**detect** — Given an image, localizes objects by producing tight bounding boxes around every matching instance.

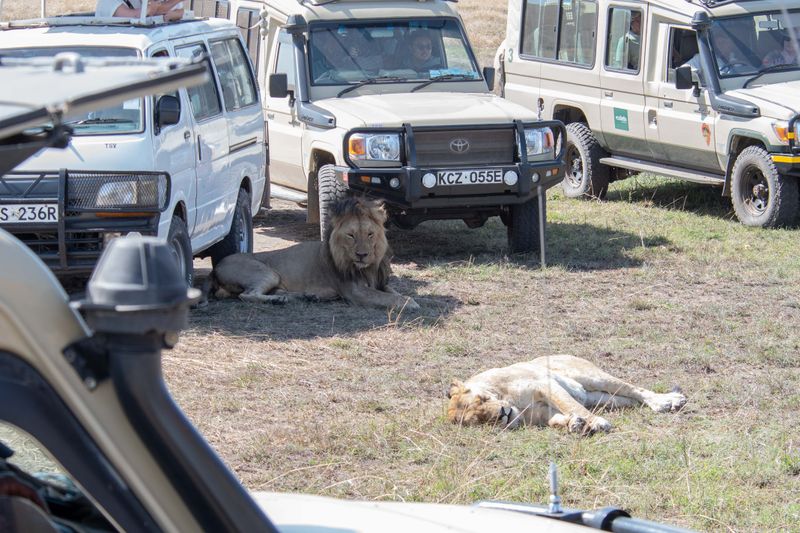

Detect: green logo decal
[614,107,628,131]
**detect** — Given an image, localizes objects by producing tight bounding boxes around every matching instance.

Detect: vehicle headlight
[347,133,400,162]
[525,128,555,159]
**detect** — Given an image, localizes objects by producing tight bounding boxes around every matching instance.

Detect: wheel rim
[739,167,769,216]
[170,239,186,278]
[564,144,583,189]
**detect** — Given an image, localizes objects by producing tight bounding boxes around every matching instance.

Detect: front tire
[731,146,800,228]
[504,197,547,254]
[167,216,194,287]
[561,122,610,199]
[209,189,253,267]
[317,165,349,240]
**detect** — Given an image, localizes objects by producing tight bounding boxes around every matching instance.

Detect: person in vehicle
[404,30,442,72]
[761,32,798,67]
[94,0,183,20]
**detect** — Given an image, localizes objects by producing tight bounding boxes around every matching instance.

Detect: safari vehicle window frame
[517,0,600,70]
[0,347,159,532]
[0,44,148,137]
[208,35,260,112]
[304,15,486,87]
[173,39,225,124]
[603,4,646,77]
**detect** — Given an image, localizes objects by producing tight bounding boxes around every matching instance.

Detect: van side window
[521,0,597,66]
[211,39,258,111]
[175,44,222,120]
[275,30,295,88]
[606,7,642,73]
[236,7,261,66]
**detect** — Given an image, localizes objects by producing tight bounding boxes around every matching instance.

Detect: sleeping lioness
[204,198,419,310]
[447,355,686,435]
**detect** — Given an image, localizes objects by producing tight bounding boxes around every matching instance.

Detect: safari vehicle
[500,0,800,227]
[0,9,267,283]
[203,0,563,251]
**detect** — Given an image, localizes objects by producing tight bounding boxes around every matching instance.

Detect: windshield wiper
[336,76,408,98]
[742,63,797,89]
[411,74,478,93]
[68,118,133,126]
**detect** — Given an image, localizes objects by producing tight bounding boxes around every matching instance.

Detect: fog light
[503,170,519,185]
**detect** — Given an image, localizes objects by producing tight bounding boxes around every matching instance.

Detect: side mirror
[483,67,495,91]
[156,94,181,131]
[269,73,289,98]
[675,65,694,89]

...

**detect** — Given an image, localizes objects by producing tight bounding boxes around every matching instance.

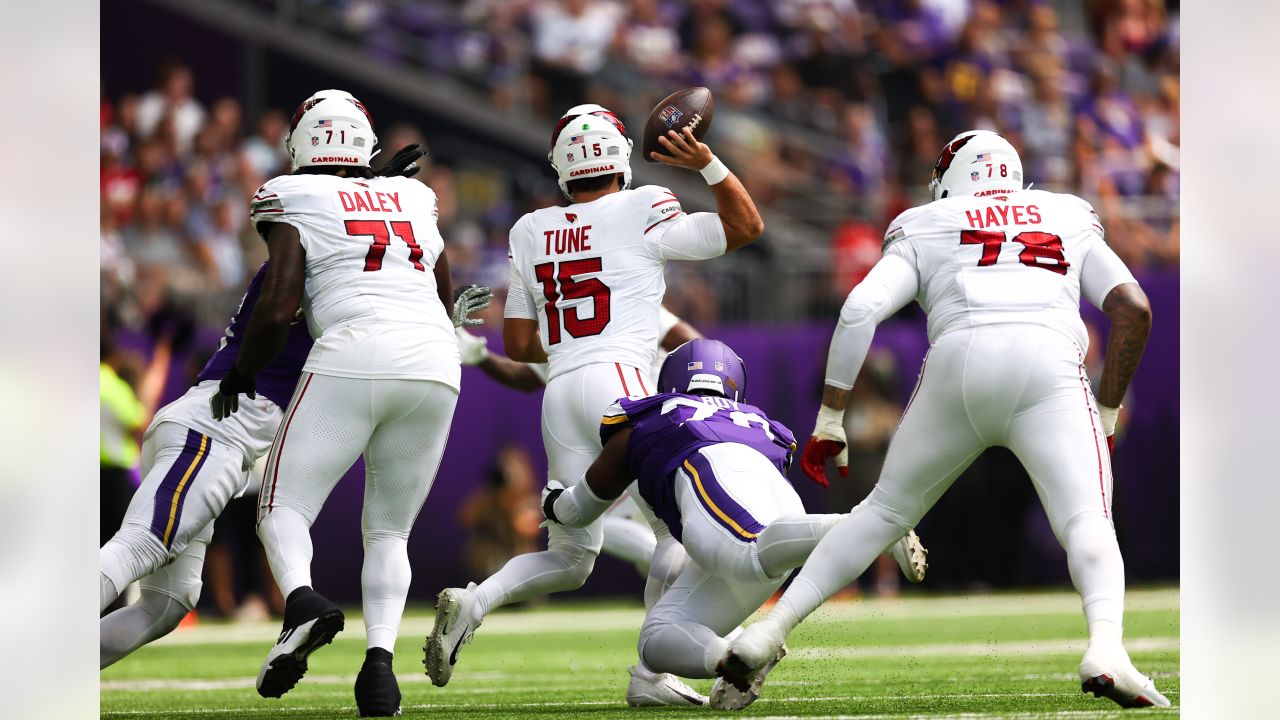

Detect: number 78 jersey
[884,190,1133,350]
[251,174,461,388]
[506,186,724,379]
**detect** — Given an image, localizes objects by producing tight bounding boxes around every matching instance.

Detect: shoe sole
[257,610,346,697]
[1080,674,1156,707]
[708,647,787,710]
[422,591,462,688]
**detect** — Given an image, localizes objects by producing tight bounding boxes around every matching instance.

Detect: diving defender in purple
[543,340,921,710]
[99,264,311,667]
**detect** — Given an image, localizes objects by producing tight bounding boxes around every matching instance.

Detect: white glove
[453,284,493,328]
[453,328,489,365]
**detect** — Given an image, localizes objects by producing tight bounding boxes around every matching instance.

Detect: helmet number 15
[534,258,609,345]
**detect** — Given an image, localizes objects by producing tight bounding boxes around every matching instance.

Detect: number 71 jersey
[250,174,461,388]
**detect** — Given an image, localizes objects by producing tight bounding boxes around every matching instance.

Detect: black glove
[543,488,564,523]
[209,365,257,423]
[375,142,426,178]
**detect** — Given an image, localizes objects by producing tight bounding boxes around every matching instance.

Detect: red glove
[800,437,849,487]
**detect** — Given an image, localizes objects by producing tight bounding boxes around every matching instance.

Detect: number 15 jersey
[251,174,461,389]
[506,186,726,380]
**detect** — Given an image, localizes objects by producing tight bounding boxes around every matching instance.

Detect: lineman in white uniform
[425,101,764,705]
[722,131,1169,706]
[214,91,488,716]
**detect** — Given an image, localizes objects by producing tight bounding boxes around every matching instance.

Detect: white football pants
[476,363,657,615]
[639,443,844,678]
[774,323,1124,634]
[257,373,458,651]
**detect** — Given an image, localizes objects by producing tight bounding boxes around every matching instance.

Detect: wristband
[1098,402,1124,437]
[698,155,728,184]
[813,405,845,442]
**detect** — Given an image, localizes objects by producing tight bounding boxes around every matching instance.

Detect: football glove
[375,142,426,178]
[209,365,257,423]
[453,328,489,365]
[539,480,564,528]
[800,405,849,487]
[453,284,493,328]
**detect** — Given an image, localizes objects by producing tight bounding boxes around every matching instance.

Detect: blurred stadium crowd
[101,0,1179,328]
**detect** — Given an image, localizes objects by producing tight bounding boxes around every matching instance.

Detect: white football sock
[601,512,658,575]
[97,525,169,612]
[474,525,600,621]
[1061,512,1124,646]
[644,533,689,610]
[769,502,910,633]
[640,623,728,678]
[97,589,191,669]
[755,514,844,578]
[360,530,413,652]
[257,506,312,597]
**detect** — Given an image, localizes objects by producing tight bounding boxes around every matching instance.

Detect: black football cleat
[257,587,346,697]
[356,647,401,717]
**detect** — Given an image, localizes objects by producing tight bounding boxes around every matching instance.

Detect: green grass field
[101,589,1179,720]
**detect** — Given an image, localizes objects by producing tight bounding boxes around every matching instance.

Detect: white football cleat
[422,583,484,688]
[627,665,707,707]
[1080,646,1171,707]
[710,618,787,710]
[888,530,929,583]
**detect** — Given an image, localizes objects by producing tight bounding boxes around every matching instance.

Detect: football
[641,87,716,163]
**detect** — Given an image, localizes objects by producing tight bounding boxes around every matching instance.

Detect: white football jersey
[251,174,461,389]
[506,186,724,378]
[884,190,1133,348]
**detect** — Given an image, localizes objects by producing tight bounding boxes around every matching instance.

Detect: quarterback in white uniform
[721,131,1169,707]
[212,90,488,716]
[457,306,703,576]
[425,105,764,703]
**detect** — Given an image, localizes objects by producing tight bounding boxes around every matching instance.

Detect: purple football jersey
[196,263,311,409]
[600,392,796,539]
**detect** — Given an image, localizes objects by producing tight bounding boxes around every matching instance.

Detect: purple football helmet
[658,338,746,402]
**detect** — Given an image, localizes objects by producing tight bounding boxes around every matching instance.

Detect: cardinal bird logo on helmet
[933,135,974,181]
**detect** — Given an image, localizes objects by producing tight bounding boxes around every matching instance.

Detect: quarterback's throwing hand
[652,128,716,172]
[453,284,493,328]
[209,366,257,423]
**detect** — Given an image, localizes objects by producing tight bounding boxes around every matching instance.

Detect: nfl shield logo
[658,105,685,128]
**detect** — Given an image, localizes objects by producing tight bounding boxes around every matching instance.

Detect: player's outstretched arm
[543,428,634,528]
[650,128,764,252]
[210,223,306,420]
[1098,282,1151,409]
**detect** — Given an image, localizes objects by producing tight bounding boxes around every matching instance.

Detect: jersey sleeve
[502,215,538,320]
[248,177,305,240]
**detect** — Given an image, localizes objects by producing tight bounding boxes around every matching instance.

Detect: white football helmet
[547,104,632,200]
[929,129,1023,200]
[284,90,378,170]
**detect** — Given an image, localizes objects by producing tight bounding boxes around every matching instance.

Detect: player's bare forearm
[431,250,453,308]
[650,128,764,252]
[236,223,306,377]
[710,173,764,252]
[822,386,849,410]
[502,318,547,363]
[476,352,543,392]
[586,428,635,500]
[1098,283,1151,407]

■ WHAT YOU ARE ASKED TO DO: Pick out each line of the data above that contains the string "vehicle" and copy it. Treat uppercase and lowercase letters as different.

■ EXERCISE OUTPUT:
Detect: vehicle headlight
Detect: person in vehicle
Detect: safari vehicle window frame
Detect: safari vehicle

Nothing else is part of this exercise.